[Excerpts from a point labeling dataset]

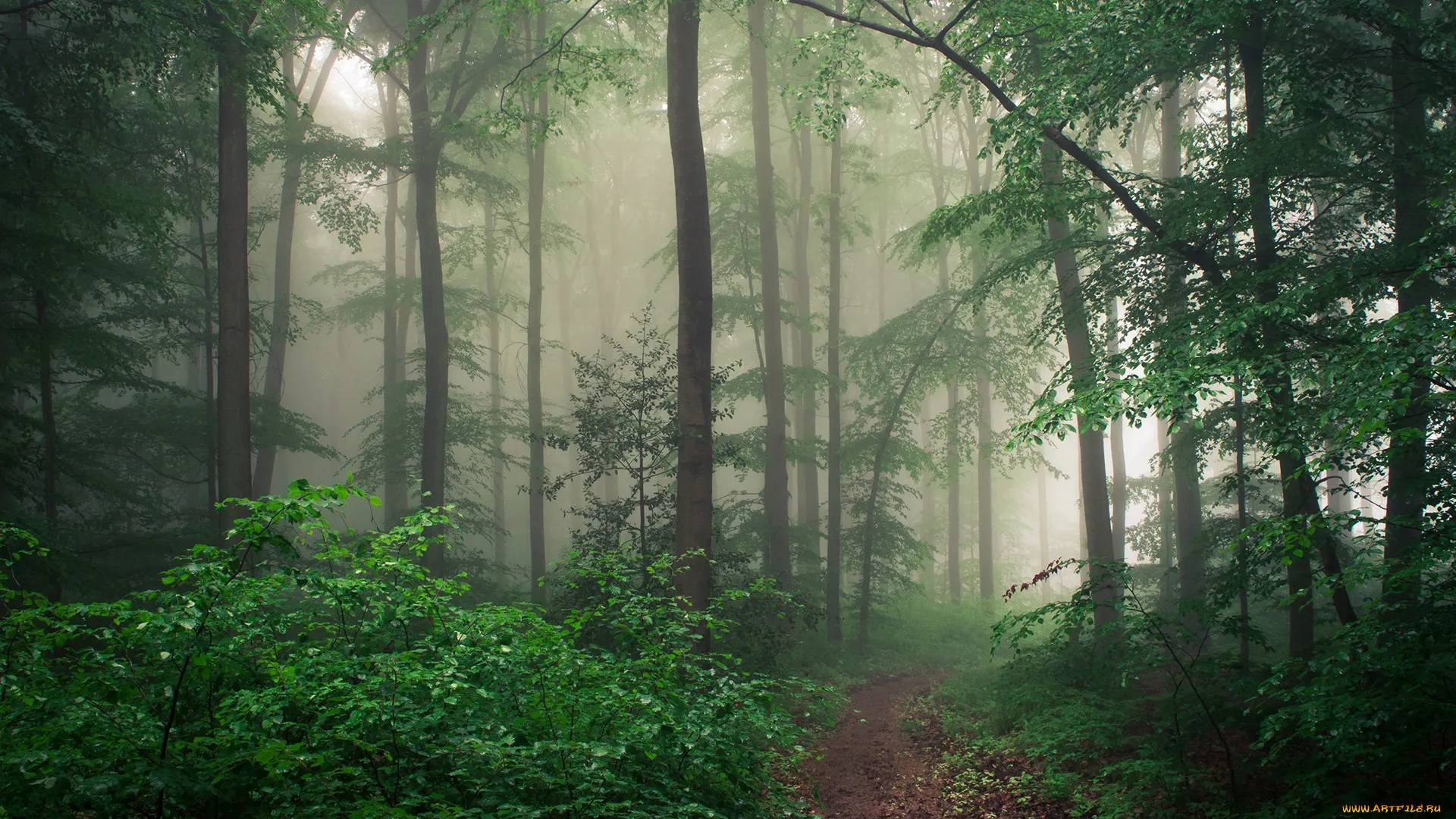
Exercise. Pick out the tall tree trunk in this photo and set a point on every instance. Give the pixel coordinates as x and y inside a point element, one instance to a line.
<point>1095,512</point>
<point>1405,460</point>
<point>693,539</point>
<point>492,292</point>
<point>1184,445</point>
<point>1043,537</point>
<point>397,490</point>
<point>807,426</point>
<point>1166,586</point>
<point>536,202</point>
<point>235,341</point>
<point>777,465</point>
<point>952,387</point>
<point>431,286</point>
<point>1119,452</point>
<point>1299,494</point>
<point>296,127</point>
<point>209,378</point>
<point>50,465</point>
<point>836,513</point>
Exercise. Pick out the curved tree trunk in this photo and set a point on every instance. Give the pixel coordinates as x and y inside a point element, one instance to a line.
<point>1405,460</point>
<point>431,289</point>
<point>693,539</point>
<point>235,343</point>
<point>1095,512</point>
<point>777,466</point>
<point>536,202</point>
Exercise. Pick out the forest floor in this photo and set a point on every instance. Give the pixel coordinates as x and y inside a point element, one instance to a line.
<point>887,758</point>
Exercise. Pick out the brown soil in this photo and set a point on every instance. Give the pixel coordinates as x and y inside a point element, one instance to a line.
<point>887,758</point>
<point>871,767</point>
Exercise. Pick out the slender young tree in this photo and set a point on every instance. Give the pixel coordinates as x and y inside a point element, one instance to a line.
<point>693,538</point>
<point>807,401</point>
<point>536,199</point>
<point>296,127</point>
<point>777,468</point>
<point>1184,442</point>
<point>836,513</point>
<point>1095,513</point>
<point>235,341</point>
<point>1405,460</point>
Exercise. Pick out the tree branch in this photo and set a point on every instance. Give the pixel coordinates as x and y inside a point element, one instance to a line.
<point>1053,131</point>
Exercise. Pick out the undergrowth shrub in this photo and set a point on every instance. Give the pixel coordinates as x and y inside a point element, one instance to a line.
<point>350,684</point>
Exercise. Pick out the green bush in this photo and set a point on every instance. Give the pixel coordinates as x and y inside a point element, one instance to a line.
<point>348,684</point>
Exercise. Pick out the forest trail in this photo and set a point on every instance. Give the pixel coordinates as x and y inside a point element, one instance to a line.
<point>870,767</point>
<point>883,761</point>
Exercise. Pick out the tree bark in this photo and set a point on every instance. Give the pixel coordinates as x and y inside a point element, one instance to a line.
<point>1043,537</point>
<point>1117,449</point>
<point>397,490</point>
<point>1405,458</point>
<point>492,292</point>
<point>836,513</point>
<point>431,287</point>
<point>234,346</point>
<point>807,426</point>
<point>693,539</point>
<point>1184,445</point>
<point>296,130</point>
<point>777,466</point>
<point>1299,496</point>
<point>1097,516</point>
<point>536,202</point>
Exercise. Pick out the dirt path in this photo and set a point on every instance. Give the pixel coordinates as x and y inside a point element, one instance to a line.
<point>883,761</point>
<point>870,767</point>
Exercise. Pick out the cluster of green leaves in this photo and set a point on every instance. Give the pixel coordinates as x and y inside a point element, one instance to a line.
<point>337,678</point>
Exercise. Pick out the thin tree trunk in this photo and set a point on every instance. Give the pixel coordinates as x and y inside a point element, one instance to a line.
<point>1184,447</point>
<point>777,465</point>
<point>431,287</point>
<point>1090,441</point>
<point>1299,496</point>
<point>209,379</point>
<point>49,461</point>
<point>235,341</point>
<point>1119,452</point>
<point>397,491</point>
<point>1405,458</point>
<point>492,292</point>
<point>836,513</point>
<point>1043,535</point>
<point>693,539</point>
<point>1241,550</point>
<point>296,129</point>
<point>536,202</point>
<point>805,471</point>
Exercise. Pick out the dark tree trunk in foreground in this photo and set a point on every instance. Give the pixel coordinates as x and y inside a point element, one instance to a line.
<point>431,287</point>
<point>1095,512</point>
<point>234,343</point>
<point>1184,444</point>
<point>695,312</point>
<point>296,129</point>
<point>397,491</point>
<point>492,292</point>
<point>807,425</point>
<point>836,503</point>
<point>777,466</point>
<point>1114,433</point>
<point>535,205</point>
<point>1299,494</point>
<point>1405,487</point>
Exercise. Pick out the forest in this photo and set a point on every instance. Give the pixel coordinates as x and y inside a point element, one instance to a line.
<point>753,409</point>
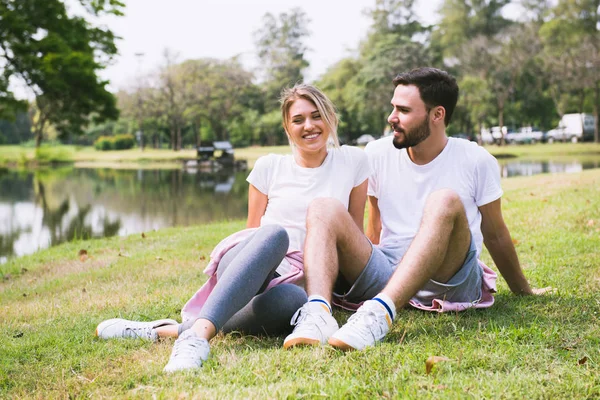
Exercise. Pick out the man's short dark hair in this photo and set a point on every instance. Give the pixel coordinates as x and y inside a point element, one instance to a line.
<point>436,87</point>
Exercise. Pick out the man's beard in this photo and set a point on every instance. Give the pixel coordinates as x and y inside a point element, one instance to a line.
<point>412,137</point>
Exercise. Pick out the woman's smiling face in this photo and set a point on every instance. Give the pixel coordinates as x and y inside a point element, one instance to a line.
<point>306,128</point>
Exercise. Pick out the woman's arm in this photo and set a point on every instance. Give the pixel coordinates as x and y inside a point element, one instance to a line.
<point>356,205</point>
<point>257,205</point>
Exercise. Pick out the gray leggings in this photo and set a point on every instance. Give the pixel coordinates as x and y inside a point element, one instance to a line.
<point>238,301</point>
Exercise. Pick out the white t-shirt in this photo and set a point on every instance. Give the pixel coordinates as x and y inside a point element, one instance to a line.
<point>290,188</point>
<point>402,187</point>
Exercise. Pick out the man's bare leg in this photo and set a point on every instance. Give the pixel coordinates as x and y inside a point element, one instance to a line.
<point>437,252</point>
<point>332,240</point>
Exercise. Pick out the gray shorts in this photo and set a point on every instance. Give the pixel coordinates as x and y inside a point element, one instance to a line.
<point>464,286</point>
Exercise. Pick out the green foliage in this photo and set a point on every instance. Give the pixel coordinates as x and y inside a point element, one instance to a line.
<point>534,347</point>
<point>58,57</point>
<point>281,50</point>
<point>117,142</point>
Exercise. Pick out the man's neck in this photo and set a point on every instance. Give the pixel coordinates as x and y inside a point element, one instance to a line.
<point>426,151</point>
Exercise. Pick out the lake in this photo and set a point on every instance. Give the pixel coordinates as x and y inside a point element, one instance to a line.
<point>46,207</point>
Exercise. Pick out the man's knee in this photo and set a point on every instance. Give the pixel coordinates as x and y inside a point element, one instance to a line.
<point>444,203</point>
<point>324,210</point>
<point>274,234</point>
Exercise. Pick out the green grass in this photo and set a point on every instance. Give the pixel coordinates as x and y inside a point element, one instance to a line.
<point>524,347</point>
<point>12,156</point>
<point>19,156</point>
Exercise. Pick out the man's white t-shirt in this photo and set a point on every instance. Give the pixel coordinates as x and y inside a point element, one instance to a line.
<point>402,187</point>
<point>290,188</point>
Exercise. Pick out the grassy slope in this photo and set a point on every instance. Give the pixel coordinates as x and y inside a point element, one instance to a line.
<point>88,156</point>
<point>544,347</point>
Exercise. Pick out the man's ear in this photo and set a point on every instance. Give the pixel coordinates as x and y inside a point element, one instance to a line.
<point>439,113</point>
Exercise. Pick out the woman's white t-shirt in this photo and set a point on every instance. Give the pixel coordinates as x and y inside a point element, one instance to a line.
<point>402,187</point>
<point>290,188</point>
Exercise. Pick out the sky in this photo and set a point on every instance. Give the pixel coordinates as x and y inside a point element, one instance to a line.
<point>224,28</point>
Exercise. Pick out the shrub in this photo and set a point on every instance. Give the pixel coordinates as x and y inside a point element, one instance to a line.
<point>123,142</point>
<point>104,143</point>
<point>118,142</point>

# Short exercise
Reproduce all of the material above word for word, leaving out the pictures.

# Response
Exercise. Pick out the tall tree trunk in this photo and set a point on every instance. Give the pixel coordinates as x and y inside a point element, one instance to a line.
<point>1095,512</point>
<point>1405,460</point>
<point>693,539</point>
<point>492,292</point>
<point>1184,445</point>
<point>1043,537</point>
<point>397,490</point>
<point>807,426</point>
<point>1166,586</point>
<point>536,202</point>
<point>235,341</point>
<point>777,465</point>
<point>952,387</point>
<point>431,286</point>
<point>1119,452</point>
<point>1299,494</point>
<point>296,127</point>
<point>209,378</point>
<point>50,465</point>
<point>836,513</point>
Exercise. Pick out the curved tree trunk in this photo and set a point on every instance. Give the pixel coordinates as x and y inside a point element, one instance to a line.
<point>1405,460</point>
<point>431,289</point>
<point>693,539</point>
<point>235,343</point>
<point>1095,512</point>
<point>777,466</point>
<point>536,202</point>
Exercise. Pick out the forest floor in this photo and set a point on every instance. Give the pixel coordinates as x and y inside a point element, one instance to a line.
<point>887,758</point>
Exercise. Pick out the brown soil in this photo and set a point on every instance. Give the pixel coordinates as x and y inside a point element, one instance to a line.
<point>887,758</point>
<point>871,767</point>
Exercise. Pick out the slender young tree in this photo and set a point on every instance. Give the pixel coordinates as x and y inside a point element, one instance to a line.
<point>693,538</point>
<point>807,401</point>
<point>536,199</point>
<point>296,127</point>
<point>777,468</point>
<point>1184,442</point>
<point>836,513</point>
<point>1095,513</point>
<point>235,341</point>
<point>1405,460</point>
Exercise. Pick out the tree branch in this photo and set a point on every instance. Give the pixel coordinates as x and y inside a point element, one instance to a line.
<point>1053,131</point>
Exercise. Pick out the undergrowth shrub in this photo and set a point on every instance. Give the pixel coordinates as x and y inside a point element, one instance to a line.
<point>350,684</point>
Exercise. Pick out the green bush in this photo and set a point on every instance. Give the pixel coordinates as x and y inside a point element, one instance to a line.
<point>348,684</point>
Exercise. Pick out the forest trail in this photo and set a point on every instance. Give the pixel coordinates as x and y inside a point element, one instance to a line.
<point>870,767</point>
<point>883,761</point>
Exercise. Pick out the tree bark in this photo and set a point on every instance. Give the pixel coordinates as x and y inside a point element, one instance to a line.
<point>1043,537</point>
<point>1117,449</point>
<point>397,490</point>
<point>1405,458</point>
<point>492,292</point>
<point>836,513</point>
<point>431,287</point>
<point>234,346</point>
<point>807,426</point>
<point>693,539</point>
<point>1184,445</point>
<point>296,130</point>
<point>777,466</point>
<point>1299,496</point>
<point>1097,516</point>
<point>536,202</point>
Exercise. Pick out the dirt path in this photo and set a point on every instance. Give the pixel coordinates as x and y inside a point element, one instance to a line.
<point>883,761</point>
<point>870,767</point>
Exercise. Pick out the cluster of green leaves in this photo and set a point on every instance. Give the pixel coordinates as x and y inside a point element, one instance to a line.
<point>337,678</point>
Exercise. Pick out the thin tree trunk in this photo and set a point on every instance. Give the pixel coordinates as x and y inside a point element, one instance to a line.
<point>1184,447</point>
<point>777,465</point>
<point>431,287</point>
<point>1090,441</point>
<point>1299,496</point>
<point>209,379</point>
<point>49,461</point>
<point>235,341</point>
<point>1119,452</point>
<point>397,491</point>
<point>1405,458</point>
<point>492,292</point>
<point>836,513</point>
<point>1043,535</point>
<point>693,539</point>
<point>1241,550</point>
<point>296,129</point>
<point>536,202</point>
<point>805,471</point>
Exercise. Pick out the dark tree trunk in foreground in this photo and set a point on every instance. Give the pixel coordinates as x and y inside a point element, one instance to a line.
<point>431,287</point>
<point>1095,512</point>
<point>234,343</point>
<point>1184,444</point>
<point>695,312</point>
<point>296,129</point>
<point>397,491</point>
<point>492,292</point>
<point>807,425</point>
<point>836,503</point>
<point>777,466</point>
<point>1114,433</point>
<point>535,205</point>
<point>1299,494</point>
<point>1405,487</point>
Exercise. Pick out the forest in this photo and set a point on every instance. Give the pixel coordinates as x and y inside a point element, one instance to a line.
<point>753,409</point>
Exercise. Pick out the man's short dark hair in this photo and set a point on every instance. Give the pixel coordinates as x and y inside a point element, one instance to a line.
<point>436,87</point>
Exercise. Pick out the man's beard in this photo and set a point on every instance. Give the pixel coordinates as x and y inside a point element, one instance to a line.
<point>412,137</point>
Exercise. Pick out the woman's smiling face in this photo and set a point on every instance. Give the pixel coordinates as x and y inside a point element, one instance to a line.
<point>306,128</point>
Exercise. Pick out the woman's arm in this photo and set a point on every instance. Give the pixel coordinates as x and y inside a point element, one instance to a line.
<point>356,205</point>
<point>257,205</point>
Exercise. Pick out the gray leggings in this photo and set a point on every instance. Give the pixel coordinates as x and y inside a point element, one instance to a line.
<point>238,301</point>
Exercise. Pick out the white t-shirt in this photo and set a point on every instance. Give the pixel coordinates as x and y inside a point element, one instance to a line.
<point>290,188</point>
<point>402,187</point>
Exercise. Pick out the man's bare leg in this photo and set a point on every instance. Give the pixel coordinates as x and y inside a point element, one instance to a line.
<point>437,252</point>
<point>332,240</point>
Exercise. Pick out the gray shorts in this photo and set a point on every instance. Give the pixel coordinates as x and y inside a point element, one instance to a line.
<point>464,286</point>
Exercise. Pick out the green foliage in this photo and set a point on every instance. Give the pixel coordinates as x and y inside a point element, one instance to a line.
<point>534,347</point>
<point>58,57</point>
<point>281,50</point>
<point>117,142</point>
Exercise. Pick out the man's neck in this photo and set a point on every instance. Give the pixel coordinates as x and y inside a point element, one instance to a line.
<point>426,151</point>
Exercise. Pick out the lake in this photo and set a point on every instance. Give the pixel coordinates as x and y inside a point element, one instance to a line.
<point>46,207</point>
Exercise. Pick out the man's knee in this photo and set a point on every instance. Give the pixel coordinates as x and y inside a point element, one instance to a line.
<point>444,203</point>
<point>324,210</point>
<point>274,234</point>
Exercise. Pick out the green grass in this photo and set a point on every instance. Give the pixel coordinates as x and y inside a point element, one instance to a line.
<point>524,347</point>
<point>12,156</point>
<point>19,156</point>
Exercise. Pick out the man's white t-shirt in this photo and set a point on every instance. Give the pixel coordinates as x and y inside a point element, one instance to a line.
<point>402,187</point>
<point>290,188</point>
Exercise. Pick out the grassy slope in this photo and set a point on every instance. Give the pixel coordinates as x and y inside a point element, one instance to a line.
<point>88,156</point>
<point>544,347</point>
Exercise. Pick out the man's ear in this photo and set a point on every instance. Give the pixel coordinates as x and y inside a point element, one instance to a line.
<point>439,113</point>
Exercise. Pick out the woman's white t-shirt in this photo and set a point on every instance. Give the pixel coordinates as x and y inside a point element, one instance to a line.
<point>402,187</point>
<point>290,188</point>
Exercise. Pick out the sky in this photo and set a point on every instance. Give the pixel coordinates as x and y inside a point element, one instance to a line.
<point>224,28</point>
Exercise. Pick out the shrub in this photo and set a point on every instance. Give the pixel coordinates as x and y inside a point element, one instance to a line.
<point>123,142</point>
<point>104,143</point>
<point>118,142</point>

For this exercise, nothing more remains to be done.